■ Exercise brief ■
Pick out every line of the material below that contains the word "tree" and copy each one. Case counts, so match only that capitalization.

***** Information shown *****

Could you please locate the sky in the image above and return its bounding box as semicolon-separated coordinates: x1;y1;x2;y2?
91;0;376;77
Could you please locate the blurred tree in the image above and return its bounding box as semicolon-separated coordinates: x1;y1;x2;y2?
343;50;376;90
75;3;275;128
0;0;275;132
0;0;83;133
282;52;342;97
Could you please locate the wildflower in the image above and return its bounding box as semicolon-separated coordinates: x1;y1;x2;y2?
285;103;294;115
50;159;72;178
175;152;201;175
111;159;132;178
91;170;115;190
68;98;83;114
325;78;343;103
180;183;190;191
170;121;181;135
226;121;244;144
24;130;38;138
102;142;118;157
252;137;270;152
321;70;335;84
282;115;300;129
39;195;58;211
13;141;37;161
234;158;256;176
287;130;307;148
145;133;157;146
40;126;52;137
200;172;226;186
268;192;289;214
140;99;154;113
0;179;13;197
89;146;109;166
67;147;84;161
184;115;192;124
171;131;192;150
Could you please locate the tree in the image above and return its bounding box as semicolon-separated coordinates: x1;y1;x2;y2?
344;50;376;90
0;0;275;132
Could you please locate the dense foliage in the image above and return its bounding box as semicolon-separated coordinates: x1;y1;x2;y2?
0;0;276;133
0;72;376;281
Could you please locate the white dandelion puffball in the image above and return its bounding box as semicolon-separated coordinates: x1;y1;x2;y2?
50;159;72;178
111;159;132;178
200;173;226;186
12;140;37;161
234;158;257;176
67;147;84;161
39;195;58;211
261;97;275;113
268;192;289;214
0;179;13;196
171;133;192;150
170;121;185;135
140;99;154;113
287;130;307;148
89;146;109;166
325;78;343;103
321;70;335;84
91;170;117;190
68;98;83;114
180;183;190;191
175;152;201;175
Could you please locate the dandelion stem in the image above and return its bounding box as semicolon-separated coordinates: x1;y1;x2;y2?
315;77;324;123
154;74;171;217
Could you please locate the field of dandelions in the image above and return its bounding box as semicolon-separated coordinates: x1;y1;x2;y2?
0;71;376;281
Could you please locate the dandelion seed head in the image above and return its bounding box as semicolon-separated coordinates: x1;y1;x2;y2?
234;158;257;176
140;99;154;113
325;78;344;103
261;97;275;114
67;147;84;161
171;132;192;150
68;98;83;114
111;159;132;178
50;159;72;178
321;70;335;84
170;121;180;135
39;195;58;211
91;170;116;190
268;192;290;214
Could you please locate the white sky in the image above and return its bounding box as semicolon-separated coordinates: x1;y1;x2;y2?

*****
***** Information shown *****

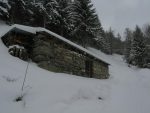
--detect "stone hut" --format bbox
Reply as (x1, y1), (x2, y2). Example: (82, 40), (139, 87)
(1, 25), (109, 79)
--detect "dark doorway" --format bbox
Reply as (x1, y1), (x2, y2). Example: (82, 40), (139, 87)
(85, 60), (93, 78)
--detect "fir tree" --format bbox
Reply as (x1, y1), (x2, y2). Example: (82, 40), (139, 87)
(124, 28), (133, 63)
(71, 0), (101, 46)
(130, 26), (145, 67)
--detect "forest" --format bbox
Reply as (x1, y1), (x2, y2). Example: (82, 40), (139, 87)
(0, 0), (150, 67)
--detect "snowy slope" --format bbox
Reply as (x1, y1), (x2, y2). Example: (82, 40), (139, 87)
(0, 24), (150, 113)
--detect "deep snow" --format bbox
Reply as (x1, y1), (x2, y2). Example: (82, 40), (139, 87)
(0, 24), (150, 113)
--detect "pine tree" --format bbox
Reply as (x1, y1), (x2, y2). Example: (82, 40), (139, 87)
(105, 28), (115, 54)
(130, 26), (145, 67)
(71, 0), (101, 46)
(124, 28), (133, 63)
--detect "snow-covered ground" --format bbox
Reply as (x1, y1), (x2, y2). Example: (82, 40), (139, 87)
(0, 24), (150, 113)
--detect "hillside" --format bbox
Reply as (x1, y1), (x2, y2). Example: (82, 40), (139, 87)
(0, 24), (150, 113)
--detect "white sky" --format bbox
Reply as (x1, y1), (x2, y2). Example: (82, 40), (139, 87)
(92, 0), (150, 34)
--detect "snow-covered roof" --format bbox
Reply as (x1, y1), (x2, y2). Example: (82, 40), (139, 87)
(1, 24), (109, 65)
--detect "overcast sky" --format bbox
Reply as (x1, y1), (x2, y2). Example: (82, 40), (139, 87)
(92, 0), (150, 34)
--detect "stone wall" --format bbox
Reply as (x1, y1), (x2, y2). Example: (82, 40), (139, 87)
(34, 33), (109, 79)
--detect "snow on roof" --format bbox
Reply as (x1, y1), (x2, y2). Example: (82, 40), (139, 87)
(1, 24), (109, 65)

*****

■ Output ■
Could you please locate the blurred tree in the image above and return its bounding box as semicolon-separated coordinates: x1;y1;x2;y2?
Could you please locate the tree in the image above and return its bounding box as semicolon-separated coordinates: x1;y1;x2;y2?
--detect "fir tree" --format bbox
--detect "pine tree" --format bbox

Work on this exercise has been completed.